GOAL: From the listing that follows, extract every line and set it down unaltered.

SUPPLIED DATA:
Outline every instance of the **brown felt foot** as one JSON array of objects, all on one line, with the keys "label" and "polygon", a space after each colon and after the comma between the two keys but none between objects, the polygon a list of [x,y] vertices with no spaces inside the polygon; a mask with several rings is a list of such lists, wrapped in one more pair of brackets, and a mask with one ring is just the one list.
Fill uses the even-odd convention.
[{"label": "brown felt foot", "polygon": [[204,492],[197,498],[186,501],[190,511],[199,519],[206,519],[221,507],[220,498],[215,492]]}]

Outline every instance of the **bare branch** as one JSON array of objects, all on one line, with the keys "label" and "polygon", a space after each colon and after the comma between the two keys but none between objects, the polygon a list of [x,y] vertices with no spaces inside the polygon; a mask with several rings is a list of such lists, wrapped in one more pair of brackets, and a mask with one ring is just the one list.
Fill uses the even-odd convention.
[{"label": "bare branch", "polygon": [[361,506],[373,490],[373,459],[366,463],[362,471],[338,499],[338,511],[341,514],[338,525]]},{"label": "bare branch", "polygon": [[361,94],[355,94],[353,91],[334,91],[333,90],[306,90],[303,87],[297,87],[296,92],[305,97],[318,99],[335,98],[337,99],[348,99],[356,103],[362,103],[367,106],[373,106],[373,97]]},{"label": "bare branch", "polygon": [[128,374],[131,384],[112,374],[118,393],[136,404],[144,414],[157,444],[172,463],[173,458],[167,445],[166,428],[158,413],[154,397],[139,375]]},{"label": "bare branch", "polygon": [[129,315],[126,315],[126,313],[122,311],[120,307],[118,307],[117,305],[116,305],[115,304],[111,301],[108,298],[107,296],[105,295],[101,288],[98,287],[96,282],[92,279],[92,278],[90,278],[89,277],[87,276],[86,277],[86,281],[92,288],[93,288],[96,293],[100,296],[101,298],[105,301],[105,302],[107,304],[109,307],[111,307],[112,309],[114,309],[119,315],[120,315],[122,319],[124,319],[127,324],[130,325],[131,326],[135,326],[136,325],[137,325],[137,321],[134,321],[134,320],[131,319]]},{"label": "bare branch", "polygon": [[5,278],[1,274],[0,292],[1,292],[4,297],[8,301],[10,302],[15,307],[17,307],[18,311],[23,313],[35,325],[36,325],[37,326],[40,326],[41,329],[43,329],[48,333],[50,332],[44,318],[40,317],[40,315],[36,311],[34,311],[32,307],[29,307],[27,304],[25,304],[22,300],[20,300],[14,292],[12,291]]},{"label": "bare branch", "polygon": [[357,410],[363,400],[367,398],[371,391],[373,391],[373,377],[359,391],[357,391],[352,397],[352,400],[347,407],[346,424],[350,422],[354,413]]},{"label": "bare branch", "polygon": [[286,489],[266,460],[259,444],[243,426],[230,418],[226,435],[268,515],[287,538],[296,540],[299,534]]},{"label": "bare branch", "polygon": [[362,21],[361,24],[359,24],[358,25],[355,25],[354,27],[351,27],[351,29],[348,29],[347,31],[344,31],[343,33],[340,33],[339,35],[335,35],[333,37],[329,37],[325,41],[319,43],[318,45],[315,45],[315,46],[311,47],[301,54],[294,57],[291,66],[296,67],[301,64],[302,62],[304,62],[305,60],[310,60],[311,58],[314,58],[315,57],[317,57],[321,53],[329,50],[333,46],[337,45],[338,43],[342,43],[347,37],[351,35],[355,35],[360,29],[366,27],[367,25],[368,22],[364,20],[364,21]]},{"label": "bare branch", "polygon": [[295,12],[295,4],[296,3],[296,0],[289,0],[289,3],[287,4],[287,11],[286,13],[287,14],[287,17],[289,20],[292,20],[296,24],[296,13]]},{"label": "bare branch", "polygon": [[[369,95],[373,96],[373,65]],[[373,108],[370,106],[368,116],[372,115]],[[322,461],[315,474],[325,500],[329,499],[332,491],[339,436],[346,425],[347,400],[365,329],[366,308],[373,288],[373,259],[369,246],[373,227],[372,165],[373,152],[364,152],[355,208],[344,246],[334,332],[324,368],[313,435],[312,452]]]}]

RESULT:
Outline every instance of the **brown felt foot** as one JSON array of objects, all on one line, with the keys "label" and "polygon", a space after each colon and after the comma between the two keys but none between objects, the polygon a list of [x,y] vertices with no spaces inside the polygon; a mask with several rings is a list of such lists, wrapped in one more pair of brackets, and a mask with one ring is just the one list.
Fill uses the even-odd convention.
[{"label": "brown felt foot", "polygon": [[204,492],[197,498],[186,501],[190,511],[199,519],[206,519],[221,507],[220,498],[215,492]]}]

Outline every instance of the **bare branch** as one JSON array of objects, all on one line, with the keys "label" and "polygon", a space after each colon and after the comma between the two keys but none between objects, the polygon a list of [x,y] vertices with no spaces inside the polygon; a mask with several rings is a list of such lists, wrapped in one more pair of brackets, and a mask with one ring is just the one list.
Fill uses the even-odd convention.
[{"label": "bare branch", "polygon": [[361,506],[373,490],[373,459],[366,463],[362,471],[338,499],[338,511],[341,514],[338,525]]},{"label": "bare branch", "polygon": [[361,94],[355,94],[353,91],[334,91],[333,90],[306,90],[303,87],[297,87],[296,92],[305,97],[318,99],[335,98],[337,99],[348,99],[356,103],[362,103],[367,106],[373,106],[373,97]]},{"label": "bare branch", "polygon": [[128,374],[131,384],[112,374],[118,393],[136,404],[144,414],[157,444],[172,463],[173,458],[167,445],[166,428],[158,413],[154,397],[139,375]]},{"label": "bare branch", "polygon": [[129,315],[126,315],[126,313],[122,311],[120,307],[118,307],[117,305],[116,305],[115,304],[111,301],[108,298],[107,296],[105,295],[101,288],[98,287],[96,282],[92,279],[92,278],[90,278],[89,277],[87,276],[86,277],[86,281],[92,288],[93,288],[96,293],[100,296],[101,298],[105,301],[105,302],[107,304],[109,307],[111,307],[112,309],[114,309],[119,315],[120,315],[122,319],[124,319],[127,324],[130,325],[131,326],[135,326],[136,325],[137,325],[137,321],[134,321],[134,320],[131,319]]},{"label": "bare branch", "polygon": [[5,278],[1,274],[0,292],[1,292],[4,297],[8,301],[10,302],[15,307],[17,307],[18,311],[23,313],[35,325],[36,325],[37,326],[40,326],[41,329],[43,329],[48,333],[50,332],[44,318],[40,317],[40,315],[36,311],[34,311],[32,307],[29,307],[27,304],[25,304],[22,300],[20,300],[14,292],[12,291]]},{"label": "bare branch", "polygon": [[357,410],[363,400],[367,398],[371,391],[373,391],[373,377],[359,391],[357,391],[352,397],[352,400],[347,407],[346,424],[350,422],[354,413]]},{"label": "bare branch", "polygon": [[286,489],[266,460],[259,444],[243,426],[230,418],[226,435],[268,515],[287,538],[296,540],[299,534]]},{"label": "bare branch", "polygon": [[362,21],[361,24],[359,24],[358,25],[355,25],[354,27],[351,27],[351,29],[348,29],[347,31],[344,31],[343,33],[340,33],[339,35],[335,35],[333,37],[329,37],[325,41],[319,43],[318,45],[315,45],[315,46],[311,47],[301,54],[294,57],[291,66],[296,67],[301,64],[302,62],[304,62],[305,60],[310,60],[311,58],[314,58],[315,57],[317,57],[321,53],[329,50],[333,46],[337,45],[338,43],[342,43],[347,37],[351,35],[355,35],[360,29],[366,27],[367,25],[368,22],[364,20],[364,21]]},{"label": "bare branch", "polygon": [[295,12],[295,4],[296,3],[296,0],[289,0],[289,3],[287,4],[287,11],[286,13],[287,14],[287,17],[289,20],[292,20],[296,24],[296,13]]},{"label": "bare branch", "polygon": [[[369,95],[373,96],[373,65]],[[373,108],[370,106],[368,116],[372,115]],[[322,461],[315,474],[325,500],[329,499],[332,491],[339,436],[346,425],[347,400],[365,329],[366,308],[373,288],[373,259],[369,246],[373,227],[372,165],[373,152],[364,152],[355,208],[344,246],[334,332],[324,368],[313,435],[312,452]]]}]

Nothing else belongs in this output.